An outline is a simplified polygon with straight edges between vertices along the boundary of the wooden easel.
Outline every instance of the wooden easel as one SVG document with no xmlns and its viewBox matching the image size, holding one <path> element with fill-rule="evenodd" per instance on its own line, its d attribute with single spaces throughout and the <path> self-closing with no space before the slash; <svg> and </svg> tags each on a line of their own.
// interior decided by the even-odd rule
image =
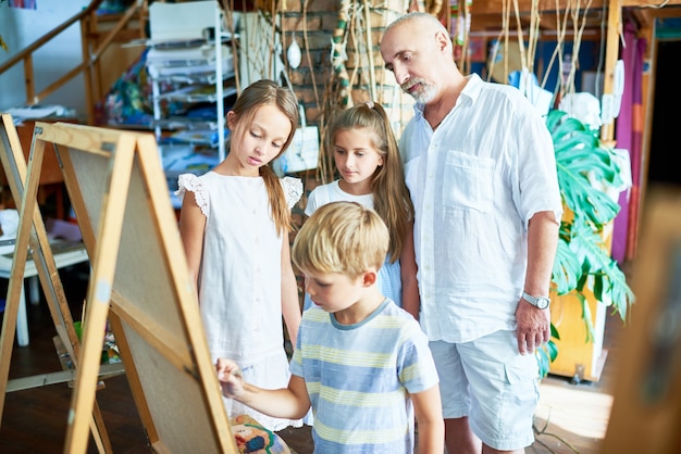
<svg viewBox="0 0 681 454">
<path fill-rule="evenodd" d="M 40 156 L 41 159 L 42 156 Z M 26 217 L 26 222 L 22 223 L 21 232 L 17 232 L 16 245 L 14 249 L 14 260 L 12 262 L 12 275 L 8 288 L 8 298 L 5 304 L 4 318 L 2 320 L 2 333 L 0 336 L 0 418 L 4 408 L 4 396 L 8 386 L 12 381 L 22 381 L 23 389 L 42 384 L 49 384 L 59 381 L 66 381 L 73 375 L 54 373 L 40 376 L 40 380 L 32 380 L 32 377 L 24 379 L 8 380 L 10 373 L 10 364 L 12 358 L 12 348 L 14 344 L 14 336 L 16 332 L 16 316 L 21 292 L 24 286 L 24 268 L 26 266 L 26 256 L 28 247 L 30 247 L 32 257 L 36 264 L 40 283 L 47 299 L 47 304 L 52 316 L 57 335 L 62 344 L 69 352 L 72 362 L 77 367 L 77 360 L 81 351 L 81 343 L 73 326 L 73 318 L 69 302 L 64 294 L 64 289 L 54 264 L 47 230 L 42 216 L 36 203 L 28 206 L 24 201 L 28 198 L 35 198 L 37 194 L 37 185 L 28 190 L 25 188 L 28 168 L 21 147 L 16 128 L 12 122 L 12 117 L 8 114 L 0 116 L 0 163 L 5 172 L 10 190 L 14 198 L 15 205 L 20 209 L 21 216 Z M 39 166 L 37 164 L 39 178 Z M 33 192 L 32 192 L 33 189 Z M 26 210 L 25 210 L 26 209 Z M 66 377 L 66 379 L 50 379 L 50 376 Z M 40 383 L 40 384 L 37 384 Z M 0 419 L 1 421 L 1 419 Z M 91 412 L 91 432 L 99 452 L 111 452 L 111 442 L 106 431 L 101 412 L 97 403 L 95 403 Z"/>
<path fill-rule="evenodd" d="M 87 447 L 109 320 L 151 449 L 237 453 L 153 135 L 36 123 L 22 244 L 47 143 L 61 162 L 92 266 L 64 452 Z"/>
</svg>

» **TASK INSTRUCTIONS**
Transcribe all the data word for word; the images stay out.

» **EXERCISE OUTPUT**
An outline is a simplified polygon with straight edges between vertices along the boundary of the wooden easel.
Outline every instance of the wooden easel as one SVG document with no xmlns and its viewBox matching the image size, holding one <path> element with fill-rule="evenodd" per instance on its own line, its d attribute with single spaces throughout and the <path> self-closing with no space before the slash; <svg> and </svg> tags each on a line of their own.
// interior decided by the even-odd rule
image =
<svg viewBox="0 0 681 454">
<path fill-rule="evenodd" d="M 40 156 L 41 159 L 42 156 Z M 26 217 L 26 222 L 22 223 L 21 232 L 17 232 L 16 245 L 14 249 L 14 260 L 12 262 L 12 275 L 8 288 L 8 298 L 5 304 L 4 318 L 2 320 L 2 333 L 0 336 L 0 418 L 4 408 L 4 396 L 8 386 L 12 381 L 22 381 L 23 389 L 42 384 L 49 384 L 59 381 L 66 381 L 73 375 L 54 373 L 40 376 L 40 380 L 32 380 L 32 377 L 24 379 L 8 380 L 10 373 L 10 364 L 12 358 L 12 348 L 14 344 L 14 336 L 16 332 L 16 316 L 21 292 L 24 286 L 24 268 L 26 266 L 26 256 L 28 247 L 30 247 L 32 257 L 36 264 L 40 283 L 47 299 L 47 304 L 52 316 L 57 335 L 62 344 L 69 352 L 72 362 L 77 367 L 77 360 L 81 351 L 81 343 L 73 326 L 73 318 L 69 302 L 64 294 L 64 289 L 54 264 L 47 230 L 42 216 L 36 203 L 28 206 L 24 201 L 28 198 L 35 198 L 37 194 L 37 185 L 28 190 L 25 188 L 28 168 L 21 147 L 16 128 L 12 122 L 12 117 L 8 114 L 0 116 L 0 163 L 5 172 L 10 190 L 14 198 L 15 205 L 20 209 L 21 216 Z M 39 166 L 37 164 L 39 178 Z M 33 192 L 32 192 L 33 189 Z M 26 210 L 25 210 L 26 209 Z M 66 377 L 66 379 L 50 379 L 50 376 Z M 40 383 L 40 384 L 37 384 Z M 0 419 L 1 421 L 1 419 Z M 91 412 L 91 432 L 99 452 L 111 452 L 111 442 L 106 431 L 101 412 L 97 403 L 95 403 Z"/>
<path fill-rule="evenodd" d="M 87 447 L 109 320 L 151 449 L 237 453 L 153 135 L 36 123 L 22 244 L 47 143 L 61 162 L 92 266 L 64 452 Z"/>
</svg>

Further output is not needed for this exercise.